### THE REQUEST
Reproduce only the stretch of the listing from the line containing "mark the region of every instance of the orange" through the end of the listing, both ends included, with the request lines unchanged. Scale every vertex coordinate in the answers by 0.85 and round each result to a whole number, rounding halves up.

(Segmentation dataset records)
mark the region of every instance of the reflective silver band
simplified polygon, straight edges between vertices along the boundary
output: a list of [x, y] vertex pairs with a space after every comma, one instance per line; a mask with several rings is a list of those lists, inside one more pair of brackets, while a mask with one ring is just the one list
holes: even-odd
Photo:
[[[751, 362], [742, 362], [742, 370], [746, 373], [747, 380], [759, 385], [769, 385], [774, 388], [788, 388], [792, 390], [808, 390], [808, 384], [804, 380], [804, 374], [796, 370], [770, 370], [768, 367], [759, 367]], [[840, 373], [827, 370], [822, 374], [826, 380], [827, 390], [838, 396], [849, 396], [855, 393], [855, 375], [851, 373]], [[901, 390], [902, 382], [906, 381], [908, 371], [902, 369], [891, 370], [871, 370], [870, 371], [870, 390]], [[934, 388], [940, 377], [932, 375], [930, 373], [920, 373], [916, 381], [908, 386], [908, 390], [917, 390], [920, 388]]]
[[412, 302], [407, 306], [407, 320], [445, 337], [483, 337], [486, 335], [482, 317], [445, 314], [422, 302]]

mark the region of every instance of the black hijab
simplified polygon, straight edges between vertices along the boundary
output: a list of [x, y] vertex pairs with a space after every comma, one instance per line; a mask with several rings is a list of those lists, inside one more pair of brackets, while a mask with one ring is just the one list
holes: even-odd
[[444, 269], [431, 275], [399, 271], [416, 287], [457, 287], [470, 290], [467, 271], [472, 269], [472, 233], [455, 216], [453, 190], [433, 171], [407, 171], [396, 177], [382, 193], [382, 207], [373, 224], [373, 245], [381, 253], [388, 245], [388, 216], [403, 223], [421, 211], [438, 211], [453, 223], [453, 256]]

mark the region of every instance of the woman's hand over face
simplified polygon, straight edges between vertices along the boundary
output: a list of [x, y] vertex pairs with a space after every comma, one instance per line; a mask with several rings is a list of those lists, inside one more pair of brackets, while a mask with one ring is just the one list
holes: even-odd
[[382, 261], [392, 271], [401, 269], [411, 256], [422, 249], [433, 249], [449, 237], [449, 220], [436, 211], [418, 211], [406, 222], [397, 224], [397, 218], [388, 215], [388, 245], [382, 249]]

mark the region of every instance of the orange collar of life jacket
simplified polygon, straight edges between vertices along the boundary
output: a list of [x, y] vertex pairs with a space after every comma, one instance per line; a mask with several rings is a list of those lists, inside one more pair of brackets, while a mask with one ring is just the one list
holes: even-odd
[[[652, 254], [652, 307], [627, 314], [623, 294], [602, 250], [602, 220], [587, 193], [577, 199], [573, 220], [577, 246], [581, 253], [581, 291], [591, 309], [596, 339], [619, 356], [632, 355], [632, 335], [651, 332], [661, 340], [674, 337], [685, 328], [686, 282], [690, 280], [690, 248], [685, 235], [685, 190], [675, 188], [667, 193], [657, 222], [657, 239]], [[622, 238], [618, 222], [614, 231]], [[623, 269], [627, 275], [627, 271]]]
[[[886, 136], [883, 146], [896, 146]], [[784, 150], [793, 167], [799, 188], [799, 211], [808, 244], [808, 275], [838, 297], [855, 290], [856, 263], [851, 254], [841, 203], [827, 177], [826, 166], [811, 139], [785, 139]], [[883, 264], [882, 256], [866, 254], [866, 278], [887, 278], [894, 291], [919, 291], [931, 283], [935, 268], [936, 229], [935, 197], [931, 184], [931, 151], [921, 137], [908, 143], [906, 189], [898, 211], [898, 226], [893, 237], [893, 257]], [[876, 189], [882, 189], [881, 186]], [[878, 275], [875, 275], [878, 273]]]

### THE ANSWER
mark the region of every instance of the orange collar of life jacket
simplified polygon, straight edges between vertices along the boundary
output: a list of [x, y] vertex pairs with a space after every comma, one instance per line; a mask with several rings is a list of those lists, inside one more pair of brackets, while a mask with one ring is just the one list
holes: even-odd
[[[554, 216], [554, 261], [533, 267], [530, 250], [512, 213], [512, 187], [499, 164], [490, 169], [487, 187], [490, 209], [494, 215], [494, 247], [502, 263], [507, 288], [526, 303], [537, 302], [537, 285], [553, 282], [562, 289], [573, 286], [582, 279], [583, 240], [587, 238], [587, 211], [582, 200], [582, 162], [574, 160], [567, 164], [558, 189], [558, 203]], [[529, 202], [525, 189], [522, 196]], [[530, 229], [533, 234], [533, 230]]]
[[[753, 116], [751, 124], [762, 124]], [[666, 128], [674, 142], [679, 160], [679, 179], [687, 207], [687, 234], [712, 252], [727, 247], [728, 224], [723, 216], [715, 173], [703, 150], [702, 141], [689, 118], [667, 118]], [[751, 224], [750, 218], [736, 216], [736, 236], [754, 236], [760, 247], [781, 247], [791, 241], [795, 228], [796, 195], [795, 167], [791, 156], [791, 128], [783, 116], [772, 122], [770, 161], [763, 179], [763, 192], [759, 201], [759, 218]], [[745, 161], [750, 161], [749, 158]], [[746, 234], [744, 234], [746, 232]]]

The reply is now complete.